# [Requirement]
Reproduce the rows starting with the line containing "Segment the bride's arm." and continuing through the line containing "left=30, top=84, right=162, bottom=212", both included, with no changes.

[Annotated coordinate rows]

┄┄┄┄┄┄

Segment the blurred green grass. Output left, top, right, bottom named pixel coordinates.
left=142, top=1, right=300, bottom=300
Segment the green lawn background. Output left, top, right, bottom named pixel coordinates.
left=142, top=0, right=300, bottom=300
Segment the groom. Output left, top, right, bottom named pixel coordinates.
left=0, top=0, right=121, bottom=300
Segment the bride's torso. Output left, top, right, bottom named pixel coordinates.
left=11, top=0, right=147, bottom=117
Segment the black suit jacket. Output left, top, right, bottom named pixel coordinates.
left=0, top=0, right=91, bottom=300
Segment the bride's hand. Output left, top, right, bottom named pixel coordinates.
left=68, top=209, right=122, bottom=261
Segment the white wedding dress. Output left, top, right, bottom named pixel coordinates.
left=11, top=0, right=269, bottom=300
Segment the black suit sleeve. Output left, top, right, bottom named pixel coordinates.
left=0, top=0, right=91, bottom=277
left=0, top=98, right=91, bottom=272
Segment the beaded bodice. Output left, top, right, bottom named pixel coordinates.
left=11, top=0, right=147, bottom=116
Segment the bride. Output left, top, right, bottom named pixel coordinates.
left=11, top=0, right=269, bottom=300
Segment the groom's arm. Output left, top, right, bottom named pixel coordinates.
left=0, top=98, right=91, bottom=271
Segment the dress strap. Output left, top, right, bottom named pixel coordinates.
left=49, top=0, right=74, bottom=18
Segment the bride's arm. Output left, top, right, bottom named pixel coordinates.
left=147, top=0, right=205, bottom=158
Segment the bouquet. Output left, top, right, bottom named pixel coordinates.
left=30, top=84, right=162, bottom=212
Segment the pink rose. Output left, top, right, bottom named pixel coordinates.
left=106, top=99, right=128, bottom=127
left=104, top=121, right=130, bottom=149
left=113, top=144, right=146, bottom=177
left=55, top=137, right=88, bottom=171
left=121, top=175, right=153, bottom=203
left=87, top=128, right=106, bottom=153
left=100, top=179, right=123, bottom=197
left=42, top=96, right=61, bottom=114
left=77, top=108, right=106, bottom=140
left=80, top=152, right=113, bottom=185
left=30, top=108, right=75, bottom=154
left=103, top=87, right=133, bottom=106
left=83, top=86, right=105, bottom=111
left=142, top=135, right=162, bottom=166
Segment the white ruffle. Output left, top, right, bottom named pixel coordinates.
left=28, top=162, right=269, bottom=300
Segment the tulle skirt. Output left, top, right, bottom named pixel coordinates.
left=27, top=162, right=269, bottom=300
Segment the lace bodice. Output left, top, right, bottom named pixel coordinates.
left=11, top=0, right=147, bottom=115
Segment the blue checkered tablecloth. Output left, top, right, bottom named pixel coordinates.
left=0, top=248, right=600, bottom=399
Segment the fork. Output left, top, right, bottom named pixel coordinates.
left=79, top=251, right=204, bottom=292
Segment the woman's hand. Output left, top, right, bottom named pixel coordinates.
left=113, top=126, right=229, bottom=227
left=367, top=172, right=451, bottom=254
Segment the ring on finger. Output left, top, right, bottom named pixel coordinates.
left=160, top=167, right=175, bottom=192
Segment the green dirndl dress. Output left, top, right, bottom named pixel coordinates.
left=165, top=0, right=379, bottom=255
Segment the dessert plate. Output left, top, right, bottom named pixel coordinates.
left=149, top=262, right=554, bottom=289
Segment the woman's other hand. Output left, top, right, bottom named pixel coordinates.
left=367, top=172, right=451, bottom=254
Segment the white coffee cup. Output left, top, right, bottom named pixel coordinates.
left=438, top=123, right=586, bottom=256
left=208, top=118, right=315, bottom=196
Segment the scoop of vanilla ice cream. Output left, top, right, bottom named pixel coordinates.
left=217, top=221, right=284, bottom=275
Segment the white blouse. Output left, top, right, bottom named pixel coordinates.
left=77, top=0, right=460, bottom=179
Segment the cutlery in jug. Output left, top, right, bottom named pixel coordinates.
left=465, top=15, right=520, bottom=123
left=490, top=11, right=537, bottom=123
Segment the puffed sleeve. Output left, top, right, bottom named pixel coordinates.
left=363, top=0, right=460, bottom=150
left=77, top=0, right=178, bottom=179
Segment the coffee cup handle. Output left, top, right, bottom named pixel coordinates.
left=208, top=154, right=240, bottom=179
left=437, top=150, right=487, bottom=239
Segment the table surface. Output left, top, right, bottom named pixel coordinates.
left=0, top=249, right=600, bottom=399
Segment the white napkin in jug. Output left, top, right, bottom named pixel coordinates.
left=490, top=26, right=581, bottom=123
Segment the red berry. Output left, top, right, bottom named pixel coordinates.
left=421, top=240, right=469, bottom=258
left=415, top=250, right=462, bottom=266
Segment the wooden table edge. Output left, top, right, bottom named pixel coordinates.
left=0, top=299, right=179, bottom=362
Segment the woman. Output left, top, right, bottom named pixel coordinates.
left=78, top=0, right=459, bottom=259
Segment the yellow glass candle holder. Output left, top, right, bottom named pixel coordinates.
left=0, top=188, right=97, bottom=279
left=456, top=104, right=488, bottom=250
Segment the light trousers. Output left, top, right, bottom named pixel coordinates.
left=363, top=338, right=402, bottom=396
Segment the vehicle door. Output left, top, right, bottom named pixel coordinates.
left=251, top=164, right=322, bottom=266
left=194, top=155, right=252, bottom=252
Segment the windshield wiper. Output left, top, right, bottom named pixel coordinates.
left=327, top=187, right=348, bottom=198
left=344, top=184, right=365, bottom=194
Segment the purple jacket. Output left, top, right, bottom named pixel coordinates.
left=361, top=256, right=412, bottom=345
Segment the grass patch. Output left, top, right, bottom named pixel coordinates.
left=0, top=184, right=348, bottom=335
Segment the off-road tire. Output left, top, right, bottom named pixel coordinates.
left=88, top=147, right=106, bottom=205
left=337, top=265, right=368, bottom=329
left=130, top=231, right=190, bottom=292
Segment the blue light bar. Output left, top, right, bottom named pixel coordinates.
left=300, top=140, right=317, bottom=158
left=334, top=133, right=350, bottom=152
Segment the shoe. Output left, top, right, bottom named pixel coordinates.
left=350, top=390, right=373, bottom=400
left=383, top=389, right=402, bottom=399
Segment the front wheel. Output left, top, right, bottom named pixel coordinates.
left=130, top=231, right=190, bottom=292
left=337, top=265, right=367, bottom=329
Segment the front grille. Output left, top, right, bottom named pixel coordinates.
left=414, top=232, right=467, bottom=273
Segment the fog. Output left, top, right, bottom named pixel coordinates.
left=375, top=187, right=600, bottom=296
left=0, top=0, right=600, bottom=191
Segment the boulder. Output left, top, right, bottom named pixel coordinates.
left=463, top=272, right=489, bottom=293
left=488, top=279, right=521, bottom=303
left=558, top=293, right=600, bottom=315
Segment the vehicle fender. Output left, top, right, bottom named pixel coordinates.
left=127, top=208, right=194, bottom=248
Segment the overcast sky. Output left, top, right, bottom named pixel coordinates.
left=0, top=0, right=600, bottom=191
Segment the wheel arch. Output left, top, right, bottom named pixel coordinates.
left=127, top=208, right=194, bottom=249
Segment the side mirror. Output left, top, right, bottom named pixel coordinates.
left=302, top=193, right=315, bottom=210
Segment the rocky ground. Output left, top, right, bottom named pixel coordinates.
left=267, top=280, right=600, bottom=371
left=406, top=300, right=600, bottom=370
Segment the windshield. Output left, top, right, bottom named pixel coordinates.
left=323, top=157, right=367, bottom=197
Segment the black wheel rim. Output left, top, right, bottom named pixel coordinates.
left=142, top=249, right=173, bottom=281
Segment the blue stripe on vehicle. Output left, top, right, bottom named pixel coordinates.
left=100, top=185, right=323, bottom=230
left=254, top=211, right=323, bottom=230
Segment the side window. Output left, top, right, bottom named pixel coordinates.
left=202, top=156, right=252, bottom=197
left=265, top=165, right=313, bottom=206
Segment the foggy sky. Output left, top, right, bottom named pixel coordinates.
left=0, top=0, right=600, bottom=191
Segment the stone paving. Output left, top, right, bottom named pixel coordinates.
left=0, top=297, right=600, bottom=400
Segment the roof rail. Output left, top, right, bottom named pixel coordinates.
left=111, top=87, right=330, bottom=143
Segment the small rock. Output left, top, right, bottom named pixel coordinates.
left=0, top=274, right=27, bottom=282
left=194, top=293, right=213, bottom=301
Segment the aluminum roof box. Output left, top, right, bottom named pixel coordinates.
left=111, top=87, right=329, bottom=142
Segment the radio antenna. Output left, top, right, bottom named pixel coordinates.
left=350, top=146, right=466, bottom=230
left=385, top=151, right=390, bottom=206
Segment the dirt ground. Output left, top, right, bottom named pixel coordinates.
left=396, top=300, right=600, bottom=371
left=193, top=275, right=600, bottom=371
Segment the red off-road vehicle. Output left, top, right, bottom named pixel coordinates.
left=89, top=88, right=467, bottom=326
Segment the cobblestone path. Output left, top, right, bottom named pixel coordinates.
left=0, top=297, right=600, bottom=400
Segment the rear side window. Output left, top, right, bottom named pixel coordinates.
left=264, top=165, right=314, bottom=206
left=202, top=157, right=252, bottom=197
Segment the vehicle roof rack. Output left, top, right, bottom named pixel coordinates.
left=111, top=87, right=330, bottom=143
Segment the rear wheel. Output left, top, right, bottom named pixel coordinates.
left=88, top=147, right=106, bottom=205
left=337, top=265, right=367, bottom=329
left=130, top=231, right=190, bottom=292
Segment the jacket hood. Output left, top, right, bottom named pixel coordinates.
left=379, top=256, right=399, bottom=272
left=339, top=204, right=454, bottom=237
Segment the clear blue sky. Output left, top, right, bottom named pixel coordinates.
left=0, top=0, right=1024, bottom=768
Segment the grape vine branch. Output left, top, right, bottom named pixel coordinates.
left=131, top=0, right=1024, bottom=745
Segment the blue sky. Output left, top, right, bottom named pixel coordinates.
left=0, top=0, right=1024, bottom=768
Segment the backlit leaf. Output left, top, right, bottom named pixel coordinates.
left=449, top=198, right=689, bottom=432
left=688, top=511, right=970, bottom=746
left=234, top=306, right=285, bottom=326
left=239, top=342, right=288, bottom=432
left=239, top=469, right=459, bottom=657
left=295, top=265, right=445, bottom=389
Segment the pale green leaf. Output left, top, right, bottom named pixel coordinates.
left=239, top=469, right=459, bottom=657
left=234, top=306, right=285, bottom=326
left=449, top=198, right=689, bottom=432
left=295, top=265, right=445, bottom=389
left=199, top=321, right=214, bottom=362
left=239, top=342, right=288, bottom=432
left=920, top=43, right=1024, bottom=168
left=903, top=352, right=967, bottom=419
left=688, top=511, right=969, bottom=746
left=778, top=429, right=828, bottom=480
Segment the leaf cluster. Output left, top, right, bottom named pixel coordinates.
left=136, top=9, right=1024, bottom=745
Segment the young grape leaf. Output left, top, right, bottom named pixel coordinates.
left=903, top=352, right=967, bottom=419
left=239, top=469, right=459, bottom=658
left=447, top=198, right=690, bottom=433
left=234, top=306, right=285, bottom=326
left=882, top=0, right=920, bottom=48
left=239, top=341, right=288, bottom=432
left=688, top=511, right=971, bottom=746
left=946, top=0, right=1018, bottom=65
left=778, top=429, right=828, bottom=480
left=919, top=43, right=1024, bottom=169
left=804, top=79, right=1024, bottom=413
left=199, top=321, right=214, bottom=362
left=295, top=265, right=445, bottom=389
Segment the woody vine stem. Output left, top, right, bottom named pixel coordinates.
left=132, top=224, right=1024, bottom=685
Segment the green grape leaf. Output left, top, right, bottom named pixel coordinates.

┄┄┄┄┄┄

# [The answer]
Segment the bride's arm. Output left, top, right, bottom named pixel coordinates.
left=147, top=0, right=205, bottom=158
Segment the bouquet. Output left, top, right, bottom named pixel coordinates.
left=30, top=84, right=162, bottom=212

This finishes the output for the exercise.